(Stored records)
+++

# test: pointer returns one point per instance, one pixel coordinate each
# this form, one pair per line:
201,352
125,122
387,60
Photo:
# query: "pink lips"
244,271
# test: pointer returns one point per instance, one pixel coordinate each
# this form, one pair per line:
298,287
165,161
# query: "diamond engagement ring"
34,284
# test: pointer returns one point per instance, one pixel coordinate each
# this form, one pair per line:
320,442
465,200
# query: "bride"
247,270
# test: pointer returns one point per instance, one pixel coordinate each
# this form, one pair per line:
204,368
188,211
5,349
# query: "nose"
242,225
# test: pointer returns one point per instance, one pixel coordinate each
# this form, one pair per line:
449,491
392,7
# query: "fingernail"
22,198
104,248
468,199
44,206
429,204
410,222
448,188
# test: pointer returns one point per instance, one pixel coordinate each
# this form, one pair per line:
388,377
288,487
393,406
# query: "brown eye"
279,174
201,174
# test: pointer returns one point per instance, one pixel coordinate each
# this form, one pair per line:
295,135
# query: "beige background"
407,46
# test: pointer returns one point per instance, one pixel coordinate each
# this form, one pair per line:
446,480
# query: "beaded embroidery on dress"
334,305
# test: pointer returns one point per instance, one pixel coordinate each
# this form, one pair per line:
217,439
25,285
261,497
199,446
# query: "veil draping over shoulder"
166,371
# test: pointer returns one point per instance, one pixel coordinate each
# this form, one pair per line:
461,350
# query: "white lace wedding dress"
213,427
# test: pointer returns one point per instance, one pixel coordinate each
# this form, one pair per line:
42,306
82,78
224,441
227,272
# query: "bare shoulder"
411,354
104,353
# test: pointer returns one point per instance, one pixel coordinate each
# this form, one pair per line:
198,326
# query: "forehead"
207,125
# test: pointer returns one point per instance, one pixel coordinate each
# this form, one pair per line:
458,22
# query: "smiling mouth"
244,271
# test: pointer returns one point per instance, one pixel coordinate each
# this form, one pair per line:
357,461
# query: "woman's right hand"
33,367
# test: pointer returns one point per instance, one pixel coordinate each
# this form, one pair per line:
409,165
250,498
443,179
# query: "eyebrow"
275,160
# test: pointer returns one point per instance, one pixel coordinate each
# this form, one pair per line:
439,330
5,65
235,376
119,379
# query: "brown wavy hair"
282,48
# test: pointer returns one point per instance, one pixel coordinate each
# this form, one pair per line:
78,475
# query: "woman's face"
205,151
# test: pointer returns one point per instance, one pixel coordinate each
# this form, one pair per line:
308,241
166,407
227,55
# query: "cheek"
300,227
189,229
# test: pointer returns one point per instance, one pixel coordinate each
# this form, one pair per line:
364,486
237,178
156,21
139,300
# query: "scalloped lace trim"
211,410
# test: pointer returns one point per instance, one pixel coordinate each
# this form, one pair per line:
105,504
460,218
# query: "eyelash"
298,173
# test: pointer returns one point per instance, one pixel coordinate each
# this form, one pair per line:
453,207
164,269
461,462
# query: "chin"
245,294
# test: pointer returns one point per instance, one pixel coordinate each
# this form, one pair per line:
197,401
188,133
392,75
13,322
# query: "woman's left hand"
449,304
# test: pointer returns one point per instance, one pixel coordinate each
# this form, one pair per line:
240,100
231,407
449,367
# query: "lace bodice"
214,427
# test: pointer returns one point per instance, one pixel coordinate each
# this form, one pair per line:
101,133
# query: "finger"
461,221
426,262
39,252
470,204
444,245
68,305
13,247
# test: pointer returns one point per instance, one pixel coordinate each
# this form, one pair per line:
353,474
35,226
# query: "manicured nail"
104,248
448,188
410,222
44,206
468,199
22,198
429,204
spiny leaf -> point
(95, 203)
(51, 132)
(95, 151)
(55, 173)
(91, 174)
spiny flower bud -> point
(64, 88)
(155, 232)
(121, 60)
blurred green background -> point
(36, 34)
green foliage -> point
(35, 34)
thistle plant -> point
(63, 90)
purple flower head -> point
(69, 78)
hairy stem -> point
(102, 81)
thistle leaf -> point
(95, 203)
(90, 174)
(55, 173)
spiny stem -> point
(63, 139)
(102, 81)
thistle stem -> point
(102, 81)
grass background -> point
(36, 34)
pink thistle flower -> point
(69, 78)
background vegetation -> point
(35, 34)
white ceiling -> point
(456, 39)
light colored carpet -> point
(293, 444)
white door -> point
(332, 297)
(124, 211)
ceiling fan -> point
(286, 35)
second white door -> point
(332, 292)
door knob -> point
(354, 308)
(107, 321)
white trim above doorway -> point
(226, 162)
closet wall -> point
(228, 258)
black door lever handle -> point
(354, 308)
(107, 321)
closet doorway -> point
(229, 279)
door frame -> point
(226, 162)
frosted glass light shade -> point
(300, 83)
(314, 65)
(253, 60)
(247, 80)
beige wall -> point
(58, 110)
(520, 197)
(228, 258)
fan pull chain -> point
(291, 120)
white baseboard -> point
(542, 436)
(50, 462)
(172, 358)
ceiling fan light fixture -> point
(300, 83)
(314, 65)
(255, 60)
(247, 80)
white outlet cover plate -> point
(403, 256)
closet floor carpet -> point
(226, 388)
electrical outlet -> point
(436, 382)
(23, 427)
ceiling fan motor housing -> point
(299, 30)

+++

→ **TASK GOAL**:
After reading through the records, retype all of them exactly.

→ **TASK RESULT**:
# test: pointer returns one point per instance, one pixel coordinate each
# this form, one pair per line:
201,352
125,122
387,60
Photo:
# query: "pink lips"
244,271
# test: pointer returns one point per instance, one pixel coordinate each
# this form, one pair per line:
298,287
165,161
# query: "diamond engagement ring"
34,284
# test: pointer returns one point per instance, one pixel coordinate each
# this form, one pair per line:
320,442
465,200
# query: "bride"
247,270
# test: pointer returns one point per instance, one pixel coordinate each
# this form, one pair per line:
204,368
188,211
5,349
# query: "nose"
242,225
# test: pointer returns one point per instance, one pixel coordinate each
# this form, one pair per line:
449,491
392,7
# query: "fingernail"
22,198
104,248
468,199
44,206
429,204
410,222
448,188
# test: pointer returns one point per instance, one pixel coordinate each
# this form, one pair per line:
388,377
288,487
393,406
# query: "brown eye"
279,174
201,174
# test: pointer returns one point per instance, one pixel coordinate each
# this form, one pair per line:
295,135
# query: "beige background"
407,46
# test: pointer returns one point per instance, one pixel coordinate each
# this form, one pair per line:
446,480
# query: "beaded embroidery on dress"
334,305
# test: pointer returns one point per instance, one pixel coordinate each
# this form, one pair per line:
217,439
25,285
261,497
199,446
# query: "veil draping over shoulder"
166,371
# test: pointer returns one point per instance, one pixel coordinate each
# this form, one pair per line:
461,350
# query: "white lace wedding dress"
213,427
# test: pointer returns one point per instance, one pixel coordinate each
# this form, one pair per line:
42,306
82,78
224,441
227,272
# query: "bare shoulder"
411,354
104,353
# test: pointer returns one point per instance, one pixel coordinate each
# this form, one pair per line:
198,326
# query: "forehead"
207,125
# test: pointer returns one point per instance, one pixel coordinate each
# this form, one pair per line:
458,22
# query: "smiling mouth"
244,271
# test: pointer returns one point per instance, one pixel coordinate each
# this form, one pair per line:
357,461
# query: "woman's right hand"
33,367
# test: pointer returns one point per instance, one pixel coordinate each
# this form, one pair per line:
409,165
250,498
443,179
# query: "eyebrow"
275,160
# test: pointer returns one point per instance, one pixel coordinate each
# this form, one pair per line:
439,330
5,65
235,376
119,379
# query: "brown wavy hair"
282,48
# test: pointer returns one point per instance, one pixel coordinate each
# this form, one pair per line:
78,475
# query: "woman's face"
205,151
# test: pointer returns one point per instance, one pixel coordinate each
# this form, one pair per line:
308,241
166,407
227,55
# query: "cheek"
300,227
189,229
# test: pointer returns one point per instance, one pixel coordinate each
# this form, one pair per line:
364,486
237,178
156,21
139,300
# query: "scalloped lace trim"
211,410
# test: pointer returns one point per instance, one pixel coordinate each
# this form, one pair per line:
105,504
460,218
# query: "eyelash"
298,173
# test: pointer returns one point per instance, one pixel coordinate each
# this form, one pair per line:
453,207
164,269
461,462
# query: "chin"
245,294
# test: pointer returns one point per instance, one pixel coordinate each
# this form, one pair per line:
197,401
188,133
392,75
13,322
# query: "woman's left hand"
449,304
# test: pointer returns one point per instance, one pixel coordinate each
# this form, one pair per line:
240,100
231,407
449,367
# query: "lace bodice"
214,427
# test: pointer returns one point per instance, one pixel coordinate each
# this form, one pair per line:
101,133
# query: "finger"
461,221
426,262
39,252
470,204
444,245
68,305
13,247
# test: pointer returns one point per instance, one pixel coordinate each
# this form, one pair per line:
353,474
35,226
# query: "manicured nail"
104,248
448,188
410,222
44,206
468,199
22,198
429,204
spiny leaf -> point
(95, 203)
(51, 132)
(95, 151)
(55, 173)
(91, 174)
spiny flower bud -> point
(64, 88)
(155, 232)
(121, 60)
blurred green background -> point
(36, 34)
green foliage -> point
(35, 34)
thistle plant -> point
(63, 90)
purple flower head -> point
(69, 78)
hairy stem -> point
(102, 81)
thistle leaf -> point
(95, 203)
(90, 174)
(55, 173)
spiny stem -> point
(63, 139)
(102, 81)
thistle stem -> point
(102, 81)
grass background -> point
(36, 34)
pink thistle flower -> point
(69, 78)
background vegetation -> point
(35, 34)
white ceiling -> point
(456, 39)
light colored carpet -> point
(293, 444)
white door -> point
(332, 297)
(124, 211)
ceiling fan -> point
(286, 35)
second white door -> point
(332, 292)
door knob -> point
(354, 308)
(107, 321)
white trim above doorway -> point
(226, 162)
closet wall -> point
(228, 258)
black door lever handle -> point
(354, 308)
(107, 321)
closet doorway -> point
(229, 279)
door frame -> point
(226, 162)
frosted glass light shade -> point
(300, 83)
(314, 65)
(253, 60)
(247, 80)
beige wall -> point
(58, 110)
(520, 197)
(228, 258)
fan pull chain -> point
(291, 120)
white baseboard -> point
(542, 436)
(50, 462)
(172, 358)
ceiling fan light fixture -> point
(300, 83)
(314, 65)
(255, 60)
(247, 80)
white outlet cover plate -> point
(403, 256)
closet floor carpet -> point
(226, 388)
electrical outlet -> point
(436, 382)
(23, 427)
ceiling fan motor housing -> point
(299, 30)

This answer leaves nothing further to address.